The data.
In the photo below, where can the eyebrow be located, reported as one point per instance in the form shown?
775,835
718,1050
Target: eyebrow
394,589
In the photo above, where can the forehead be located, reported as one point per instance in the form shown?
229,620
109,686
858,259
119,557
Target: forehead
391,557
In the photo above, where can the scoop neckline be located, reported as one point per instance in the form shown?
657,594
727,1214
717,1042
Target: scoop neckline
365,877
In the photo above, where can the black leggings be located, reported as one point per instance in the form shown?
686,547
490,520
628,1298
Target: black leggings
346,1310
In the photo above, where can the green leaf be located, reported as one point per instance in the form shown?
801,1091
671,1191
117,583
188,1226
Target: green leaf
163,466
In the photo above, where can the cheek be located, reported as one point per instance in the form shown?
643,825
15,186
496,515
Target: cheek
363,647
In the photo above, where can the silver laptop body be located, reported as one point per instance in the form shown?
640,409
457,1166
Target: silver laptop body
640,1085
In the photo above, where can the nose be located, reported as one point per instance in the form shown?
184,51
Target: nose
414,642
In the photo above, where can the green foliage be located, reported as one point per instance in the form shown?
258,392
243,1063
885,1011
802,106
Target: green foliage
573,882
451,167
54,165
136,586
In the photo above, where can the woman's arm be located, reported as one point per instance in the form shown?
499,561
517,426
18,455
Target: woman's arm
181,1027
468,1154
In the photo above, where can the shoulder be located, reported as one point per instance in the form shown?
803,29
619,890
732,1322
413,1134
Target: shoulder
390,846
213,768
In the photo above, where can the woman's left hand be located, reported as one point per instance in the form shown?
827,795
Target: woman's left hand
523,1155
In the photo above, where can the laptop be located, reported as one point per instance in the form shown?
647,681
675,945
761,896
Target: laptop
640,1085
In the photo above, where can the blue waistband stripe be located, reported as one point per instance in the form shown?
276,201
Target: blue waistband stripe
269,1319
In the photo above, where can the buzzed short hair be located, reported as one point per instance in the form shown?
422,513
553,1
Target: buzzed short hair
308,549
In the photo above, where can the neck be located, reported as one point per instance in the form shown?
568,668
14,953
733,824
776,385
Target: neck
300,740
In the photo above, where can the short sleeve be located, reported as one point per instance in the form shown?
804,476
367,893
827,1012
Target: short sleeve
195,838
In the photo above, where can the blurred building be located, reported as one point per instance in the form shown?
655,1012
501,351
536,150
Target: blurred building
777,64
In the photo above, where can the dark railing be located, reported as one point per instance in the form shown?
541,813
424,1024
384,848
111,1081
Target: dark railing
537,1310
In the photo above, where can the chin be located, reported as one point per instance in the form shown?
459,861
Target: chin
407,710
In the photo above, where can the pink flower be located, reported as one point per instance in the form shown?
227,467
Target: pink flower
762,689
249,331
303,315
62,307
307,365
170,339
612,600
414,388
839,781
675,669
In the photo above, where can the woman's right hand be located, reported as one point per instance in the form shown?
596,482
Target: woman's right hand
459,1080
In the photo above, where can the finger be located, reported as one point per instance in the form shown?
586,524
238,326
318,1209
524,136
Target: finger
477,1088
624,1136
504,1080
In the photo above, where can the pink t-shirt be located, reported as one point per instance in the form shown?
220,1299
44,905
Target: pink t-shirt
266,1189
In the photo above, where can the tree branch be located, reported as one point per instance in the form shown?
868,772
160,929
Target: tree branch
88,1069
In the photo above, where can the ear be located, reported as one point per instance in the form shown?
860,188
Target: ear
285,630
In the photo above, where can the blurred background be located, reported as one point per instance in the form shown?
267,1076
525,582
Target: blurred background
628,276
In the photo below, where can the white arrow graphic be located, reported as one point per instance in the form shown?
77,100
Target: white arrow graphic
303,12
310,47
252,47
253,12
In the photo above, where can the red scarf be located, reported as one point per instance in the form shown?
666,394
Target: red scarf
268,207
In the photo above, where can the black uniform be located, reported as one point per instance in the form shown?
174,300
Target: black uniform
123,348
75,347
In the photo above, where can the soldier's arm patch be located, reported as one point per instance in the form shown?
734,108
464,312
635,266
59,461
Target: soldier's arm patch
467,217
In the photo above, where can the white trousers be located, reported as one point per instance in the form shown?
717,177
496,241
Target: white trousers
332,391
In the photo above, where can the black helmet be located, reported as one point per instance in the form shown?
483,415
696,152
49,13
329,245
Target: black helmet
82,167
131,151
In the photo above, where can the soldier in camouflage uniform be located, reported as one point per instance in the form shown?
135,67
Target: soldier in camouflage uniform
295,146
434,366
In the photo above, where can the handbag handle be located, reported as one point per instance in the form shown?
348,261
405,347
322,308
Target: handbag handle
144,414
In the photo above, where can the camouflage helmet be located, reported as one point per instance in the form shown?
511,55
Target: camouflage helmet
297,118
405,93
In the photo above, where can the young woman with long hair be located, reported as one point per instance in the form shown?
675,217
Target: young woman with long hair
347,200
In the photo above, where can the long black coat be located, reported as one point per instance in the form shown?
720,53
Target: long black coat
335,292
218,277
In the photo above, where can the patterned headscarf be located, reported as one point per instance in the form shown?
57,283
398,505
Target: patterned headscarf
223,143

Stated task. Quote the whole listing above, leaving nothing out.

Result of the exercise.
In the photo below, where can the eyebrow be located, reported as one point per instance in the form shown?
775,835
718,1050
Target: eyebrow
394,589
In the photo above, where can the forehead be located, reported as one point per instance in the form shown?
229,620
109,686
858,259
119,557
Target: forehead
391,557
In the photo above, where can the scoop neckline be located, reported as one point per instance in the form shown?
657,594
727,1214
717,1042
Target: scoop neckline
365,877
In the photo above, where can the black leggings be located, reported as one point per instance in the form shown?
686,547
490,520
628,1298
Target: black leggings
346,1310
In the photo above, where can the green leaf be located, reported as one point per instance in the form shown?
801,1091
671,1191
117,583
188,1226
Target: green leaf
163,466
In the photo above, where can the cheek be located, reported as one point per instance in the form shown?
643,825
15,186
496,515
Target: cheek
363,647
In the photo above, where can the silver laptop body be located, reported as one point per instance in the form shown?
640,409
457,1166
Target: silver laptop body
640,1085
In the photo above, where can the nose be located, reported as one point per instance in the form shown?
184,51
Target: nose
414,642
In the photo above, where can the green foliage be located, reported as one point per instance in the form shown?
258,392
243,1063
885,1011
802,106
Target: green foliage
573,882
451,167
54,165
136,586
In the photo above, where can the woman's arm be located, reported as one point per instance in the form shown?
499,561
517,426
18,455
Target: woman's arm
181,1027
468,1154
In the photo above, where can the shoulder be located, reported as one point per instance in the form shown?
803,29
619,890
732,1322
413,1134
Target: shoulder
390,846
213,768
In the photo above, where can the woman's left hand be located, reported as one point per instance in the form shown?
827,795
Target: woman's left hand
523,1155
In the photo above, where can the laptop be located, reported as one point per instance in the form shown?
647,681
675,945
761,896
Target: laptop
640,1085
In the photo above, where can the blue waistband stripe be located, reported as one point per instance in the form shown?
276,201
Target: blue waistband stripe
269,1319
In the photo above, where can the buzzed short hair be located, reported as one point per instance in the form shown?
422,513
553,1
Target: buzzed short hair
308,549
In the photo above, where can the neck be located, reported as one point per instance in the form shown?
568,668
14,953
733,824
776,385
Target: neck
300,740
In the photo above, where can the short sleeve be located, reported as one point per instance in the form shown?
804,476
367,893
827,1012
Target: short sleeve
195,838
In the photo above, where can the blurred building be located, reported as one point per instance in the form shown?
655,1012
501,351
536,150
Target: blurred building
777,64
In the photo above, where can the dark railing be located, reported as one point per instance in the form shown?
541,813
424,1024
384,848
111,1081
Target: dark railing
537,1310
In the photo above, where can the chin be located, reported as one point per instance in the form shown?
459,861
Target: chin
407,710
In the photo above, where can the pink flower be located, reported as one point per instance in the form shown?
227,467
Target: pink flower
762,689
249,331
303,315
62,307
307,365
170,339
612,600
414,388
839,781
675,669
In the photo above, where can the woman's right hand be located, reported as one point per instance in the form shown?
596,482
Target: woman's right hand
459,1080
In the photo above, where can the finger be located, reported as one point per instance in the form shown?
586,524
238,326
318,1209
524,136
Target: finger
477,1088
624,1136
504,1080
In the photo above, where can the pink t-shirt be located, reported as one point per instance in the form shown?
220,1299
44,905
Target: pink t-shirt
266,1189
In the photo above, where can the tree branch be located, reported as one point per instance in the form shown?
868,772
160,929
Target: tree branch
88,1069
In the photo above, where can the ear be located, reported as one point per instance in the form shown?
860,188
Target: ear
285,630
In the photo above, where can the blurred background be located, reported as one point per instance in the form shown?
267,1076
525,582
Target: blurred background
628,276
In the photo below, where can the white arrow graphic be located, reported as one point per instance in the form shown?
77,100
Target: white arrow graphic
303,12
310,47
252,47
253,12
In the photo above, where can the red scarf be located, reported as one point per instance in the form shown?
666,394
Target: red scarf
268,207
In the photo above, where can the black uniform be located, reported as one point per instance in the form shown?
174,300
Target: black uniform
123,348
75,347
In the photo above, where can the soldier's arm patch be located, reported as one point per instance in the form shown?
734,108
464,312
635,266
59,461
Target: soldier's arm patch
467,217
In the photo above, where can the white trousers be located, reported as one point per instance in the form shown?
717,177
496,241
Target: white trousers
332,391
In the photo above, where can the black helmet be located, reported as one point per instance in the form shown?
483,415
696,152
49,13
329,245
Target: black helmet
82,167
131,151
In the photo above, where can the soldier in camouflage uniform be located, reported as one point per instance in the form shown?
135,67
Target: soldier in camouflage uniform
295,146
434,366
In the photo above, where can the handbag handle be located, reported as one point per instance in the form shown?
348,261
405,347
322,308
Target: handbag handle
144,414
In the photo above, where can the camouflage helmet be located, reported as one point per instance in the form shown?
511,55
Target: camouflage helmet
297,118
405,93
In the photo above, where can the young woman with long hair be located, reported as one point per instance in the form shown?
675,217
Target: young woman with long hair
347,200
In the photo above, where can the long black coat be located, reported as one point per instance in the form shown?
720,53
Target: long black coat
335,292
218,277
In the photo above, where can the patterned headscarf be located, reported as one point per instance in the form shown?
57,283
398,505
Target: patterned headscarf
223,143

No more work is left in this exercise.